### Instruction
Transcribe verbatim every line from the line containing "Mark a point on each instance of the blurred yellow" to the end of the entries, including both endpoints. Output nothing beyond those lines.

Pointing records:
-- begin --

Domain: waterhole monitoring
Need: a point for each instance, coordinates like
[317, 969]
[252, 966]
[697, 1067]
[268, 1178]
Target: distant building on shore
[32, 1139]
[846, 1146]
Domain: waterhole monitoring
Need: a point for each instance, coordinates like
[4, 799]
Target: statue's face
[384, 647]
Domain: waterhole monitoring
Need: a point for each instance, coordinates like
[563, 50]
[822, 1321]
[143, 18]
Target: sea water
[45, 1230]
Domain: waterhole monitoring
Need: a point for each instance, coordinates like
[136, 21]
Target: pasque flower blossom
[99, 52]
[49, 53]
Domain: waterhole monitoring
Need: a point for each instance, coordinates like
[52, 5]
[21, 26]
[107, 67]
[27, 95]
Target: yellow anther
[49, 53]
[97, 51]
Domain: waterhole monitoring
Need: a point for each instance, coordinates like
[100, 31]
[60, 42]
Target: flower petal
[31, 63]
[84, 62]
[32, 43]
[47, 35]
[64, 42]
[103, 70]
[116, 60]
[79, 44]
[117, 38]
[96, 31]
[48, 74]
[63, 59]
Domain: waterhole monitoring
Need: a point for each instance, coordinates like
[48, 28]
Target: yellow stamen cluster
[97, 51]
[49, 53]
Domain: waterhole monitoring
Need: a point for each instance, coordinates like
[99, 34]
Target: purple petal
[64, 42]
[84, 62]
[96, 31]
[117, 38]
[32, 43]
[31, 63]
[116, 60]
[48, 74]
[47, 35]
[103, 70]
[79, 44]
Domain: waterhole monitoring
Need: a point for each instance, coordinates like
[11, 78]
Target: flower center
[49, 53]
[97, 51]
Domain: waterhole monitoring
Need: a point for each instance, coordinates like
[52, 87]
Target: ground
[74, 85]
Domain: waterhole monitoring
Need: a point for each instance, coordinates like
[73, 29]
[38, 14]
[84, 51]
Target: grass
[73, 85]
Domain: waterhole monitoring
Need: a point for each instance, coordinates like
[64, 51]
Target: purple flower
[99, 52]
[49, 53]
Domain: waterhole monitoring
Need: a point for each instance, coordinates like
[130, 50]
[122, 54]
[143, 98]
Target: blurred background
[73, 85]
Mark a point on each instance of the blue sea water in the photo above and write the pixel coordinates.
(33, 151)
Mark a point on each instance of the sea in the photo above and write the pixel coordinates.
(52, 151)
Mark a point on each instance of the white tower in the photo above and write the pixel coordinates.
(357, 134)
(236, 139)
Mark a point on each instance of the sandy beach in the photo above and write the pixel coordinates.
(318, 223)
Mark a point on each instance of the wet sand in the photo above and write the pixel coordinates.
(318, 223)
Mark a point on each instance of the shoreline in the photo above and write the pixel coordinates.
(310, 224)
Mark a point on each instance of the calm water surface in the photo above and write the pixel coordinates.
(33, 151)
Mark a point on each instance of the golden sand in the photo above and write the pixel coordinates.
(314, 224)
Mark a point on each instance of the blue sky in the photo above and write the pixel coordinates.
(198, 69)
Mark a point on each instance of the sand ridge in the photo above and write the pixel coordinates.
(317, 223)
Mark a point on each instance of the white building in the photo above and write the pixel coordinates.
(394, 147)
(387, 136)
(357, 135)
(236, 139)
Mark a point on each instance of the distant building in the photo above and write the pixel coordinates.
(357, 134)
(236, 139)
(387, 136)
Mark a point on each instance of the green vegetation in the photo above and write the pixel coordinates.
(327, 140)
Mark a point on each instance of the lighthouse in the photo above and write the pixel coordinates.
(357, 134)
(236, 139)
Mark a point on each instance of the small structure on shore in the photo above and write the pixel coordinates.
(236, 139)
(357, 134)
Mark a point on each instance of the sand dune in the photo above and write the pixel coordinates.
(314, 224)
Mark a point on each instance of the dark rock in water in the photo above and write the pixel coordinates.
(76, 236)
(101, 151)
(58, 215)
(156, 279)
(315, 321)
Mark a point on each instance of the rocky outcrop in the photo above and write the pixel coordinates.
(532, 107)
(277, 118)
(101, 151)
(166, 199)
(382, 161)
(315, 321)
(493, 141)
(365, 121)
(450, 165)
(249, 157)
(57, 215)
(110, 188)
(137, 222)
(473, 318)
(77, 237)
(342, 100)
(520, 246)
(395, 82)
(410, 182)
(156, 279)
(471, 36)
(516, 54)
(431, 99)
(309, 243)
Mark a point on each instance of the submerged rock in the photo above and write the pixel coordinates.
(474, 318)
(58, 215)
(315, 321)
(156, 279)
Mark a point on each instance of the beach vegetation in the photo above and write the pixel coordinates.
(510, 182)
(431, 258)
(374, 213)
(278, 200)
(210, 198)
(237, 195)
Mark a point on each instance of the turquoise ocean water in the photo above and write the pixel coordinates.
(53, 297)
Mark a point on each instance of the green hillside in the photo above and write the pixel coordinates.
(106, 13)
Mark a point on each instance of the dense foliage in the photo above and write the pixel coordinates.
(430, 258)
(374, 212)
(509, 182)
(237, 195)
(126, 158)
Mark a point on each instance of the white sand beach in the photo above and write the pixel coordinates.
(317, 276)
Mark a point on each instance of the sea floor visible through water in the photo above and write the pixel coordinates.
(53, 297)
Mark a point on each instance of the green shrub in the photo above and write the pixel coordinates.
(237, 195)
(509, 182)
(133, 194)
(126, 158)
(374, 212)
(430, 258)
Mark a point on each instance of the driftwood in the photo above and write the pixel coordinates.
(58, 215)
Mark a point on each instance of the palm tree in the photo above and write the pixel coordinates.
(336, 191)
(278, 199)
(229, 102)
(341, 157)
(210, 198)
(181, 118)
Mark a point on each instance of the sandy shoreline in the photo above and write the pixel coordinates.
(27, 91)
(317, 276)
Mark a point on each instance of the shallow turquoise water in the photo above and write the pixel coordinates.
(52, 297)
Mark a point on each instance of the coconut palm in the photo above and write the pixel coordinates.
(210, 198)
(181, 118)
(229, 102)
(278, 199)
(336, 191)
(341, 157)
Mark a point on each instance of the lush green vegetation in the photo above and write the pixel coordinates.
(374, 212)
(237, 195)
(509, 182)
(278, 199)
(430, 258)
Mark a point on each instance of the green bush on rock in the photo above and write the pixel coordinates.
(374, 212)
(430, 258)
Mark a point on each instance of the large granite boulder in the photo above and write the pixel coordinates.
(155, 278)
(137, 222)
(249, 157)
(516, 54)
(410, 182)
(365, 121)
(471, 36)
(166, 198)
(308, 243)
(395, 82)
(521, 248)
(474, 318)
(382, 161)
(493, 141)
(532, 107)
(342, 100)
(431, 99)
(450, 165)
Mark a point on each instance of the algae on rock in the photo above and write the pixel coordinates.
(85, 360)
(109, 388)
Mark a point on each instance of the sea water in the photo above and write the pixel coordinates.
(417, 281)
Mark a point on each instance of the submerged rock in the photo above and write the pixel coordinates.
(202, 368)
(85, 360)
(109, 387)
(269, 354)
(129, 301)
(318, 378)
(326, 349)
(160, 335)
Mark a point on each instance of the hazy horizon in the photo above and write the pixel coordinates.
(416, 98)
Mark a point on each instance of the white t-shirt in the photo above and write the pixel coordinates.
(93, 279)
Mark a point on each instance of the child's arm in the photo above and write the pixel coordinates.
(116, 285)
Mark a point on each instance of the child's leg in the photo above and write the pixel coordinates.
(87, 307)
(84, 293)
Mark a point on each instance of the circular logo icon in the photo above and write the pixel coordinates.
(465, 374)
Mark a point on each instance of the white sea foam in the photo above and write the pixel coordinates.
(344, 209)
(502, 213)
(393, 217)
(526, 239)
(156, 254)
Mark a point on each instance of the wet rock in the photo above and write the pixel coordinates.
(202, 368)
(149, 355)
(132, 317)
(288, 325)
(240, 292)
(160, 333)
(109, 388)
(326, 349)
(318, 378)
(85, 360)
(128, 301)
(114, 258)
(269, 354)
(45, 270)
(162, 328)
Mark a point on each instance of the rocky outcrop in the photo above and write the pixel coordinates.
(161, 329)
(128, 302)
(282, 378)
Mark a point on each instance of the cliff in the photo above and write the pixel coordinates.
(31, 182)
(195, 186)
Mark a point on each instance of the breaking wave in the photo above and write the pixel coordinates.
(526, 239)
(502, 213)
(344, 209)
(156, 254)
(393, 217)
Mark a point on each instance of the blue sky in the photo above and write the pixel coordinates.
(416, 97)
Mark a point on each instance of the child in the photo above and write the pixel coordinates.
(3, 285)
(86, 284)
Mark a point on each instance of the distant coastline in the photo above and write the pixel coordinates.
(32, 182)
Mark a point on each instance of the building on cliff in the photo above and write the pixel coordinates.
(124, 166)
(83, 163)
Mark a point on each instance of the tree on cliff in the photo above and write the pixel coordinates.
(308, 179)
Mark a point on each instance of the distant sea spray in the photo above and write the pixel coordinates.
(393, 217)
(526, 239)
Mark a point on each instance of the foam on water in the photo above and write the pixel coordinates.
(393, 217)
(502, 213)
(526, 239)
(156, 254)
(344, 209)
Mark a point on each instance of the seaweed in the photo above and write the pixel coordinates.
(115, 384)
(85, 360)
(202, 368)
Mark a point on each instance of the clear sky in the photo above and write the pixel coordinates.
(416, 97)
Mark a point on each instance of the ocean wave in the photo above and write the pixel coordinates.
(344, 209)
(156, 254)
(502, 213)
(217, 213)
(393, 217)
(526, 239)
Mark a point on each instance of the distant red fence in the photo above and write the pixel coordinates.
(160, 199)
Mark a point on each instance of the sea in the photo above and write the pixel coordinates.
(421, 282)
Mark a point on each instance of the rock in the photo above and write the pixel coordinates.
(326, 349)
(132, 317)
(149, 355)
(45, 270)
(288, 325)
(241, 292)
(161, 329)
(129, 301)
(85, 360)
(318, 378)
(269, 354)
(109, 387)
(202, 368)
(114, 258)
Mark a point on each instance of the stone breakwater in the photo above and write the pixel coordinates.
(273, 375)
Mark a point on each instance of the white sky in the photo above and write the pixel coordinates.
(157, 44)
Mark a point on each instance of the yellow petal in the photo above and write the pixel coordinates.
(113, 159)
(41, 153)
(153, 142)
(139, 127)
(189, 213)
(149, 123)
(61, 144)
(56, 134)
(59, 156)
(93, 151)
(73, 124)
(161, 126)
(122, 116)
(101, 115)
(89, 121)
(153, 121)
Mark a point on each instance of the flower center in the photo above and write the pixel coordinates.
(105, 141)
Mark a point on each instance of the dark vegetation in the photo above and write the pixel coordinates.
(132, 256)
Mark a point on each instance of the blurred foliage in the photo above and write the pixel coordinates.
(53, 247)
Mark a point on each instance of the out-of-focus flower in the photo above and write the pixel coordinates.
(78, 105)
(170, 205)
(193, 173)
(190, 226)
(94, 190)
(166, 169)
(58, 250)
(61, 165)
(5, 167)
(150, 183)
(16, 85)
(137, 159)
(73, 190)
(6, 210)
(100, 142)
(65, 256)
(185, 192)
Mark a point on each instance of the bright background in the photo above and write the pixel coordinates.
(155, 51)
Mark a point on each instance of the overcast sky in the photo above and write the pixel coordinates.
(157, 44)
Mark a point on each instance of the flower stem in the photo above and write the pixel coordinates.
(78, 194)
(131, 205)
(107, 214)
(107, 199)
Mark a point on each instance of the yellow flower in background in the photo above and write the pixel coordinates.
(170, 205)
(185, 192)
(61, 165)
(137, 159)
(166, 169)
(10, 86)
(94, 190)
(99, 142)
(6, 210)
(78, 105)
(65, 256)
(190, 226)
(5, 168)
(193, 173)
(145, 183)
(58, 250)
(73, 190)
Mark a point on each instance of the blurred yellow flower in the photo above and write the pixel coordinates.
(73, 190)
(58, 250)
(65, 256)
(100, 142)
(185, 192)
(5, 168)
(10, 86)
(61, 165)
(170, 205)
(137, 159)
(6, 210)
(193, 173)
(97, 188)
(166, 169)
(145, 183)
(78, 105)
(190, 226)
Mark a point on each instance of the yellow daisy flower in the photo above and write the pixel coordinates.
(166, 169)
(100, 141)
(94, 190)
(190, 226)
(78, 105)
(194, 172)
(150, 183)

-- end --

### Exercise answer
Mark a point on each instance of the blurred yellow flower in the photo above and write the pixel coordinates.
(73, 190)
(58, 250)
(65, 256)
(100, 142)
(185, 192)
(5, 168)
(10, 86)
(61, 165)
(170, 205)
(137, 159)
(6, 210)
(193, 173)
(97, 188)
(166, 169)
(145, 183)
(78, 105)
(190, 226)
Mark a point on each instance of the yellow daisy flower in the photo above and write the pixel coordinates.
(166, 169)
(100, 141)
(94, 190)
(190, 226)
(78, 105)
(194, 172)
(150, 183)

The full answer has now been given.